Ejercicios propuestos:
- 1) Según el texto sobre La última ola, ¿de qué modo se hace presente el terror en la película?
- 2) Reproduce el fragmento del texto sobre La última ola que va desde "David empieza a" hasta "cultural que propone.", ambos incluidos.

[Documento fuente]

David empieza a dudar del entorno en el que vive, de las costumbres con que se maneja y de su propia historia mientras los espectadores nunca sabemos bien a qué atenernos realmente a la hora de clasificar la identidad genérica de la película. Pues si el destino manifiesto que le espera a la civilización en La última ola es el de la catástrofe, la película de Weir no la muestra y está en las antípodas del cine catástrofe. También es cierto que el terror se hace presente en más de una ocasión, pero de un modo larvado y ambiguo que no responde al sobresalto convencional y catártico que proporciona el género. Podríamos decir, entonces, que es una película fantástica y ello, además, nos serviría para reflexionar un poco más sobre la encrucijada cultural que propone.

[/Documento fuente]
[Información extraída]

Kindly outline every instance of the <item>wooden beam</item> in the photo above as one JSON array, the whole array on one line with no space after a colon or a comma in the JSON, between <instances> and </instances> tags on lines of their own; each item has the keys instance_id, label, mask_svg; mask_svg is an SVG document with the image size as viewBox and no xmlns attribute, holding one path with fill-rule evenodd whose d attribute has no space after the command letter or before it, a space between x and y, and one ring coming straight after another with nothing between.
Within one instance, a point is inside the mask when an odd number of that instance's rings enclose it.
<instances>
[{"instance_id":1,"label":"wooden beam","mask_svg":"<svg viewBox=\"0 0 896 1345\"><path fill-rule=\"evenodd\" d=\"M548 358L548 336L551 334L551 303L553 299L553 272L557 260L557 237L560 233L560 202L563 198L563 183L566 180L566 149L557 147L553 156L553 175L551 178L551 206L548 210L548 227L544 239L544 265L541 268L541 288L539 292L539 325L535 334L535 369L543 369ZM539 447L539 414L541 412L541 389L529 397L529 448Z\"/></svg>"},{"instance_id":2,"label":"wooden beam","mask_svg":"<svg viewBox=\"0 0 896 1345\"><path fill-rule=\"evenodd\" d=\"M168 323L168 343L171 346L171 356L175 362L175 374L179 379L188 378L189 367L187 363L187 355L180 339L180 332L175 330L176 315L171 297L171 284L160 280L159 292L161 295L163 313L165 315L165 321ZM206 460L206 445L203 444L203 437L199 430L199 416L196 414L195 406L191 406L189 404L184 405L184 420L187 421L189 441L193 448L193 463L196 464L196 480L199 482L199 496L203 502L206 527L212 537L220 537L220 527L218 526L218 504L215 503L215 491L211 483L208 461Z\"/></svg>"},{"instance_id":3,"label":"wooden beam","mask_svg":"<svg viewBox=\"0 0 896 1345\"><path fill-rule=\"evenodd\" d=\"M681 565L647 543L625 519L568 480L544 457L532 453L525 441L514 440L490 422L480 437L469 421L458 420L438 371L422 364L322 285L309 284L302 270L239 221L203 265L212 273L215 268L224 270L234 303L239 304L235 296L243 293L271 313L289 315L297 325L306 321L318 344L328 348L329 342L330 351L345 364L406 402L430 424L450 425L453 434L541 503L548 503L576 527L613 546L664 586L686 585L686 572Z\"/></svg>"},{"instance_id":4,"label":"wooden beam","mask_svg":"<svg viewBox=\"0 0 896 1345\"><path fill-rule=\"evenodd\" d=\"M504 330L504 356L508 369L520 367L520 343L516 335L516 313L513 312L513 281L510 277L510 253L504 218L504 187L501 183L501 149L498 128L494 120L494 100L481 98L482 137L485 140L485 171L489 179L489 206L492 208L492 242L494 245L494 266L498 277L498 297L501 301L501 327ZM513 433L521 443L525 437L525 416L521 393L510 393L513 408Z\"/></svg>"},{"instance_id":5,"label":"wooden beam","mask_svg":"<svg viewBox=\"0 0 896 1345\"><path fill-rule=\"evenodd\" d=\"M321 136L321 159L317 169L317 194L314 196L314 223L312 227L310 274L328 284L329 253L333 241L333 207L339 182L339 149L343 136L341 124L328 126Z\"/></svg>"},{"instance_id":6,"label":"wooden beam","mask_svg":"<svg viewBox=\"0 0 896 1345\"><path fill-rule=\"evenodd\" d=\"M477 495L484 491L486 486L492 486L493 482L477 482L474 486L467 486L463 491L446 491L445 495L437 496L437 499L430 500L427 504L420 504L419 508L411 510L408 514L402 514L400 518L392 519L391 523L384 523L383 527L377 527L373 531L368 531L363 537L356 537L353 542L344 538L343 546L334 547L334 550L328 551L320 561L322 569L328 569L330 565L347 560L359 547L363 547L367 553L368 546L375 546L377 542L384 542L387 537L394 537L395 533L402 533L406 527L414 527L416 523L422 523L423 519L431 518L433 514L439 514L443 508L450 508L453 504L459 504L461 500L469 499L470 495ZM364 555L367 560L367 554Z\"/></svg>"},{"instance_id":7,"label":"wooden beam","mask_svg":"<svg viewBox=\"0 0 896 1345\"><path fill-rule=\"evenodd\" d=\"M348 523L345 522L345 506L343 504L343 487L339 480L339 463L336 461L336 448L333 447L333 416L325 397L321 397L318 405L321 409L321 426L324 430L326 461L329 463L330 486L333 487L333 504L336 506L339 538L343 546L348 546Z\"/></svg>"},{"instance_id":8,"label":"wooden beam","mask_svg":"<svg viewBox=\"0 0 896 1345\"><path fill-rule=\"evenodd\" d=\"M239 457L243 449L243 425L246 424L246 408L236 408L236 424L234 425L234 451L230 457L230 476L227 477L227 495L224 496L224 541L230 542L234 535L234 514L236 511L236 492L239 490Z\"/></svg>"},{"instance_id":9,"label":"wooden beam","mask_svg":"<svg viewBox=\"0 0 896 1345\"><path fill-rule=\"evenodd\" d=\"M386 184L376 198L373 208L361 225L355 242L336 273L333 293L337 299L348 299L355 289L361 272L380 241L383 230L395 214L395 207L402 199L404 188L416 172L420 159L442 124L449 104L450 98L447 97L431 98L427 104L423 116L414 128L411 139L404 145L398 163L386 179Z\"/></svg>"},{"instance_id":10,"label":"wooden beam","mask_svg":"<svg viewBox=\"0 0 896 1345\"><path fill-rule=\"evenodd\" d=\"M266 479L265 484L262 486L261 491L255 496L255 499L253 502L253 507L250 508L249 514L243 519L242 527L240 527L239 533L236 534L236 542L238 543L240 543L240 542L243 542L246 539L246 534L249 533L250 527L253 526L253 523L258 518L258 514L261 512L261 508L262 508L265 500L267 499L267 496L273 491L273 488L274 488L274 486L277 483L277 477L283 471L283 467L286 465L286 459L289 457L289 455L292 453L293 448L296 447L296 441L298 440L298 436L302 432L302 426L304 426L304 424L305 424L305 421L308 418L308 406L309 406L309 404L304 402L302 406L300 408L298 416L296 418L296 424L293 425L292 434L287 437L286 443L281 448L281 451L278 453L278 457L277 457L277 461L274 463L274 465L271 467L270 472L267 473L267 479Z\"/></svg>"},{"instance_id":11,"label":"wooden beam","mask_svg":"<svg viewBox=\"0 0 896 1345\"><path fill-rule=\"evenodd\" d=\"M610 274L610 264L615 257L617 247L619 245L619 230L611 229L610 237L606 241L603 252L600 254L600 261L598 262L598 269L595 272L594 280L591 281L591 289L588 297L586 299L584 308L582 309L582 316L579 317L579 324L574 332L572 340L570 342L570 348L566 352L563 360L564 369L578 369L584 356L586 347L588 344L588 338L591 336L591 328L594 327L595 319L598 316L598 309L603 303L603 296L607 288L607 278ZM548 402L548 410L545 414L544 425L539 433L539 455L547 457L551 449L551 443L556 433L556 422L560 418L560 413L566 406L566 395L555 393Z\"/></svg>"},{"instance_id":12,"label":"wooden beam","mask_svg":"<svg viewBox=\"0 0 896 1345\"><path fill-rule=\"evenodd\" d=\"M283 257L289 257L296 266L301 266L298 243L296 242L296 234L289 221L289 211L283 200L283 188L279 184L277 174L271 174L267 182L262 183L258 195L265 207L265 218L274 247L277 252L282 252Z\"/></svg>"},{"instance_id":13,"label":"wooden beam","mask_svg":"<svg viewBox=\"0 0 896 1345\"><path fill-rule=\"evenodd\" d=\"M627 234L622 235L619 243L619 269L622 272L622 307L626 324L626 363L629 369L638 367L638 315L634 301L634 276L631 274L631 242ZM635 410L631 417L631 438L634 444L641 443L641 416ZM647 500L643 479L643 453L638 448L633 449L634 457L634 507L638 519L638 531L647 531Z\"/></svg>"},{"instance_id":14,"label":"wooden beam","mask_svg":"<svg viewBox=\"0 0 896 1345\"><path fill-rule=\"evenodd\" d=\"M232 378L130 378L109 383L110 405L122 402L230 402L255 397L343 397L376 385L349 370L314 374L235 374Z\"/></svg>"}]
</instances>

[/Información extraída]

Respuestas:
- 1) De un modo larvado y ambiguo, que no responde al sobresalto convencional y catártico que proporciona el género.

- 2)
David empieza a dudar del entorno en el que vive, de las costumbres con que se maneja y de su propia historia mientras los espectadores nunca sabemos bien a qué atenernos realmente a la hora de clasificar la identidad genérica de la película. Pues si el destino manifiesto que le espera a la civilización en La última ola es el de la catástrofe, la película de Weir no la muestra y está en las antípodas del cine catástrofe. También es cierto que el terror se hace presente en más de una ocasión, pero de un modo larvado y ambiguo que no responde al sobresalto convencional y catártico que proporciona el género. Podríamos decir, entonces, que es una película fantástica y ello, además, nos serviría para reflexionar un poco más sobre la encrucijada cultural que propone.